3.2.3-D1 In LRA Table 3.2-3, if the terms, safety injection tank and accumulator are used interchangeably for FCS, explain why FCS safety injection tanks (cf. Row Number 3.2.3.01) are associated with the material of stainless steel, whereas accumulators (cf. Row Number 3.2.3.02) are associated with carbon steel with stainless steel cladding, for the same kind of environment.
Telecon Discussion:
OPPD had no questions with this RAI, and clarified that these component terms are not used interchangeably, since they are two separate and distinct components. They have been identified separately in Table 2.3.2.1-1 of the LRA, specifically, to prevent such confusion. Referring to this table, the SI leakage cooler accumulators are addressed under the Component Type Leakage Accumulators. The safety injection tanks are addressed under the Component Type Injection Tanks.
The SI leakage cooler accumulators, SI-7A, -7B, -7C, and -7D, are carbon steel vessels, internally clad with stainless steel. SI-7A and -7B are located in zones A5 and A8, respectively, on drawing E-23866-210-130, sheet 2 (Sh. 2). SI-7C and -7D are located in zones A8 and A5, respectively, on drawing E-23866-210-130, Sh. 2B.
The safety injection tanks, SI-6A, -6B, -6C, and -6D, are wholly stainless steel vessels. SI-6A and -6B are located in zones C/D3 and C/D6, respectively, on drawing E-23866-210-130, Sh. 2. SI-6C and -6D are located in zones C/D6 and C/D3, respectively, on drawing E-23866-210-130, Sh. 2B.

# Task goal:
Continue the passage on safety injection tanks and leakage cooler accumulators, starting after its last sentence.

# Supplied information:

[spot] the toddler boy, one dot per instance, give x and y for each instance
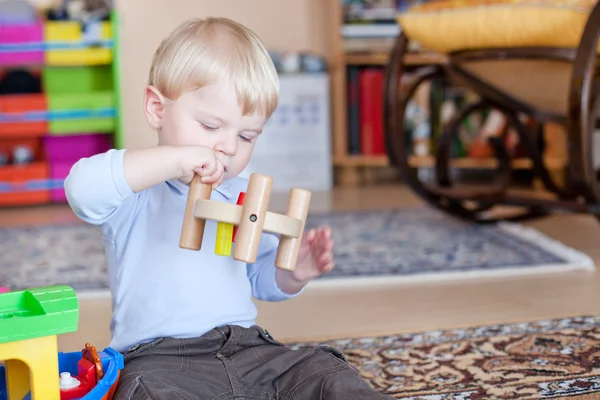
(185, 320)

# Task output:
3.2.3-D2 In LRA Table 3.2-3, row 3.2.3.02, based on the review results of the GALL Report, for leakage accumulators (or safety injection tanks) with leaking chemically treated borated water, the corresponding FCS aging effects requiring management (AERMs) should be loss of material/boric acid corrosion, instead of crack initiation and growth/stress corrosion cracking. Also, according to Volume 2, V.D1.7-a of the GALL Report, the aging management program to be relied on for this aging effect should be GALL program XI.M10, Boric Acid Corrosion,"
instead of GALL program XI.M2, Water Chemistry, as required by V.D1.7-b.
Explain the discrepancies.
Telecon Discussion:
OPPD had no questions with this RAI, and clarified that LRA aging management review (AMR) Item 3.2.3.02 applies to the stainless steel liner of the SI leakage cooler accumulators, as indicated in the FCS Material column of that entry.
Refer to Table 2.3.2.1-1 of the LRA. For the Leakage Accumulator Component Type in that table, the reader is provided with links to LRA AMR Item 3.2.3.02, for the accumulator internals, and to LRA AMR Item 3.2.1.11 for the accumulator externals. For the Injection Tank Component Type, the reader is provided links to LRA AMR Items 3.2.2.04 and 3.2.3.01.
B.2.7 Periodic Surveillance and Preventive Maintenance (PM) Program B.2.7-D1 The staff has read the program description for this aging management program, and is concerned that its purpose may conflict with the surveillance and maintenance activities associated with 10 CFR 50.65 Requirements for monitoring the effectiveness of maintenance at nuclear power plant, (the Maintenance Rule). In order to better understand how this aging management program will differ from and supplement the maintenance rule, please discuss the surveillance and preventive maintenance activities that will be performed by this program, and how they will supplement activities performed under the maintenance rule, including the criteria to be used and the frequency to evaluate the effectiveness of the program in achieving its goals of aging management.
Telecon Discussion:
OPPD had no questions with this RAI.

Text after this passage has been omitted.